**** Extracted records

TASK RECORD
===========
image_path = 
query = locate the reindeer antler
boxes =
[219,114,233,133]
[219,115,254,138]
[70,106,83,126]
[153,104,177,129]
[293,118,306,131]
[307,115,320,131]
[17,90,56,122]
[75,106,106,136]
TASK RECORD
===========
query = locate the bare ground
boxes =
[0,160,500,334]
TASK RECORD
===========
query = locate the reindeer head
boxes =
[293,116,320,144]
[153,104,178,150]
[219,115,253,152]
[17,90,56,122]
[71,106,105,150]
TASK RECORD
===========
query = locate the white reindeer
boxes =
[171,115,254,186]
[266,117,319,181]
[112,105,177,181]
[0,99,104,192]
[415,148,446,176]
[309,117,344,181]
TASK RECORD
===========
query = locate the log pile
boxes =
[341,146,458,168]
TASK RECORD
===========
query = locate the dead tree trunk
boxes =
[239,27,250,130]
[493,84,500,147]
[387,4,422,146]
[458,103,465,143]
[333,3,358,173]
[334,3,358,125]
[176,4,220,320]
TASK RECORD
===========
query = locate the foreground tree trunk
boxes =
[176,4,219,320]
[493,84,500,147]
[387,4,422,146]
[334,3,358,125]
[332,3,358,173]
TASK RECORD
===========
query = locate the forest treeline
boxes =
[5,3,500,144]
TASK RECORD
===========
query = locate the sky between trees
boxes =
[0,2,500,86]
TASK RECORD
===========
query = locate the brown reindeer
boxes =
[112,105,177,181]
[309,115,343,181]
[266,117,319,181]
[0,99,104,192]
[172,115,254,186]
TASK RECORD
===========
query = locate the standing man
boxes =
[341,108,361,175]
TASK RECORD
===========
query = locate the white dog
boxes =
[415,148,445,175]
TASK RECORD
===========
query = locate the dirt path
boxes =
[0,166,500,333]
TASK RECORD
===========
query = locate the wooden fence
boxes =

********

▶ What you are asked to do: Return each line of all the entries above unchanged, from the first line to the last.

▶ Exercise output:
TASK RECORD
===========
image_path = 
query = locate the reindeer antler
boxes =
[219,114,233,133]
[219,115,254,138]
[70,106,83,126]
[153,104,177,129]
[293,118,306,131]
[307,115,320,131]
[17,90,56,122]
[75,106,106,136]
TASK RECORD
===========
query = locate the bare ground
boxes =
[0,160,500,334]
TASK RECORD
===========
query = locate the reindeer head
boxes =
[293,116,320,144]
[153,104,178,150]
[219,115,253,152]
[17,90,56,122]
[71,106,105,150]
TASK RECORD
===========
query = locate the white reindeer
boxes =
[171,115,254,186]
[266,117,319,181]
[112,105,177,181]
[0,99,104,192]
[415,148,446,176]
[309,117,344,181]
TASK RECORD
===========
query = locate the log pile
boxes =
[341,146,458,168]
TASK RECORD
===========
query = locate the dead tree trunk
boxes =
[239,27,250,130]
[493,84,500,147]
[387,4,422,146]
[458,103,465,143]
[333,3,358,173]
[334,3,358,125]
[176,4,220,320]
TASK RECORD
===========
query = locate the foreground tree trunk
boxes =
[176,4,219,320]
[493,84,500,147]
[387,4,422,146]
[334,3,358,125]
[332,3,358,173]
TASK RECORD
===========
query = locate the forest treeline
boxes =
[5,3,500,144]
TASK RECORD
===========
query = locate the sky between trees
boxes =
[0,2,500,86]
TASK RECORD
===========
query = locate the brown reindeer
boxes =
[112,105,177,181]
[309,115,343,181]
[266,117,319,181]
[0,99,104,192]
[172,115,254,186]
TASK RECORD
===========
query = locate the standing man
boxes =
[341,108,361,175]
TASK RECORD
===========
query = locate the white dog
boxes =
[415,148,445,175]
TASK RECORD
===========
query = locate the dirt path
boxes =
[0,166,500,333]
TASK RECORD
===========
query = locate the wooden fence
boxes =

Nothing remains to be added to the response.